### Extrait choisi
▶

Wat Phou et Pakse

Le voyage en bus depuis la station des 4000 îles ne dure qu’une heure et demi environ, dans un grand bus climatisé avec siège massant, un grand luxe !  Pakse est connu pour son tour du plateau du Bolaven que je ne ferai pas.

En fait, je souhaite visiter le temple de Wat Phou, un temple Khmer plus ancien que Angkor ; aujourd’hui, situé au Laos, ce qui explique mon arrêt dans cette ville.

J’arrive assez tard, il fait presque nuit. La guest house, Kai Lions est assez glauque, peinte en noir mais tout est propre et le tenancier, un Laotien qui a vécu aux États Unis, parle un Anglais avec un accent Américain prononcé ; Il est sympa et flegmatique. En parlant avec lui, il me semble qu’il serait plus heureux au pays des cow-boys que dans sa ville natale. Nous organisons un voyage pour Wat Phou demain matin. Il fait déjà nuit et il me dit de faire attention à en pas aller trop loin toute seule ; première fois que j’entends cela depuis que je suis partie. J’avais regardé pour dormir directement à Champassak, la ville à côté du temple mais j’ai bien fait ; même si Pakse ne me dit rien, je ne suis pas fan de l’ambiance qui règne dans la ville du temple, … Je pars faire un petit tour de la ville mais pas trop loin, j’écoute les conseils des gens d’ici.

◀

### Jeu de données
▶

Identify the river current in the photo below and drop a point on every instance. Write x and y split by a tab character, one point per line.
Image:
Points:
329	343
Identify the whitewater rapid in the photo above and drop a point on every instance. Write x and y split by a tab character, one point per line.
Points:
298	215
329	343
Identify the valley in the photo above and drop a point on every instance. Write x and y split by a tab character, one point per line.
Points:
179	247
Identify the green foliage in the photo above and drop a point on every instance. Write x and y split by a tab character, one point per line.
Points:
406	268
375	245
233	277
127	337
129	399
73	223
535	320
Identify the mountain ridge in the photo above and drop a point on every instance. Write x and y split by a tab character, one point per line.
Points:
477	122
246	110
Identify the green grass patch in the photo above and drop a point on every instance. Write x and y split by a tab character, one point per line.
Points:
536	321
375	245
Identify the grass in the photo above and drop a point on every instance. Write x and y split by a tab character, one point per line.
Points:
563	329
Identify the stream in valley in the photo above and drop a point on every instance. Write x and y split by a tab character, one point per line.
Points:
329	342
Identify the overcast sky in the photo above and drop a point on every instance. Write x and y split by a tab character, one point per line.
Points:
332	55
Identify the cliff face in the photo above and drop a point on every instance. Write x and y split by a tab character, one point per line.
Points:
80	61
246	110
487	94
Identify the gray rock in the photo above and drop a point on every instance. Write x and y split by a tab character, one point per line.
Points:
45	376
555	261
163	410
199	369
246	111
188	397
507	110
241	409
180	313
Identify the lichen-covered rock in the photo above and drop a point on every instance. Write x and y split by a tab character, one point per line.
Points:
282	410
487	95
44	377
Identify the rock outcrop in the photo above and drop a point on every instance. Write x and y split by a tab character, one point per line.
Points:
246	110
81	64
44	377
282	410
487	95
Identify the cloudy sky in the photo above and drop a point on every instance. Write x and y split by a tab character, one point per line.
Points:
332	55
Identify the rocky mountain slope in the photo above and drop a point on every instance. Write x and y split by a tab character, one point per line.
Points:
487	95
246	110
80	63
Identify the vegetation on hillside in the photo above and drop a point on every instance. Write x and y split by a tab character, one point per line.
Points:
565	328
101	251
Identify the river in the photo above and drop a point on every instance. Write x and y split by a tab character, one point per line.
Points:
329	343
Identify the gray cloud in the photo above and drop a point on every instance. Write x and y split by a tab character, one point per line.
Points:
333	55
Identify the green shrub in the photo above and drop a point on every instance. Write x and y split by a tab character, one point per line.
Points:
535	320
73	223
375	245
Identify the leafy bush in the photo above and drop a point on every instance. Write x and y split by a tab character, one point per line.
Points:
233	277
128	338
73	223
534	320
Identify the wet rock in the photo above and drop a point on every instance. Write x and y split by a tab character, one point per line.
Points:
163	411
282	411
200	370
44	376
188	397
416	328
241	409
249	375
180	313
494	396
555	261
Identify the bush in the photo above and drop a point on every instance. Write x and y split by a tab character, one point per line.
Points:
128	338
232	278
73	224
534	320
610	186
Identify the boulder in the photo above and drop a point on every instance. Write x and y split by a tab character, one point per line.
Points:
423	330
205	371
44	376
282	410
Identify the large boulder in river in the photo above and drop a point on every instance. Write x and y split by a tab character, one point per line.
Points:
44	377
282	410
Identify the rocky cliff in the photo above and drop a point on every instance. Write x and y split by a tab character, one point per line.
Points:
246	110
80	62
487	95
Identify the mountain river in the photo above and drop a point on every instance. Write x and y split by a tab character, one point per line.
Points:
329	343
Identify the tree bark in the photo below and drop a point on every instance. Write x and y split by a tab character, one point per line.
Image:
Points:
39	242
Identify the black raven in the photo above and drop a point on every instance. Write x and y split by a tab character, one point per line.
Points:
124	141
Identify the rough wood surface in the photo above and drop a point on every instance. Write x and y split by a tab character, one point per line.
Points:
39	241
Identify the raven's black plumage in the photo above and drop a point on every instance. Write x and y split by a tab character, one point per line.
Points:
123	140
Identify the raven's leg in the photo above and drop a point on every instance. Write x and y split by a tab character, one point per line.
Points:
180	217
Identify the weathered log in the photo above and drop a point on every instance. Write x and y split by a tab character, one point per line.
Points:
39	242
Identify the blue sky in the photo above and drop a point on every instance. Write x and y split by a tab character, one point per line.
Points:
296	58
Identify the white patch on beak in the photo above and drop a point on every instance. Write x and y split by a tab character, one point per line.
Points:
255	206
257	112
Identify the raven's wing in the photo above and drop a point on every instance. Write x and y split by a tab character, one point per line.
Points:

◀

### Consignes
a – Répondez aux questions suivantes sur le récit consacré à Wat Phou et Pakse :
(i) Combien de temps dure environ le trajet en bus depuis la station des 4000 îles ?
(ii) Par rapport à Angkor, que dit le récit de l'ancienneté du temple de Wat Phou ?
(iii) De quelle couleur est peinte la guest house Kai Lions ?
b – Transcrivez sans rien changer le passage du récit sur Wat Phou et Pakse, de « J’arrive assez tard, il » à « des gens d’ici. ».

### Réponses rédigées
a –
(i) Environ une heure et demie.
(ii) Il est plus ancien qu'Angkor.
(iii) En noir.

b –
J’arrive assez tard, il fait presque nuit. La guest house, Kai Lions est assez glauque, peinte en noir mais tout est propre et le tenancier, un Laotien qui a vécu aux États Unis, parle un Anglais avec un accent Américain prononcé ; Il est sympa et flegmatique. En parlant avec lui, il me semble qu’il serait plus heureux au pays des cow-boys que dans sa ville natale. Nous organisons un voyage pour Wat Phou demain matin. Il fait déjà nuit et il me dit de faire attention à en pas aller trop loin toute seule ; première fois que j’entends cela depuis que je suis partie. J’avais regardé pour dormir directement à Champassak, la ville à côté du temple mais j’ai bien fait ; même si Pakse ne me dit rien, je ne suis pas fan de l’ambiance qui règne dans la ville du temple, … Je pars faire un petit tour de la ville mais pas trop loin, j’écoute les conseils des gens d’ici.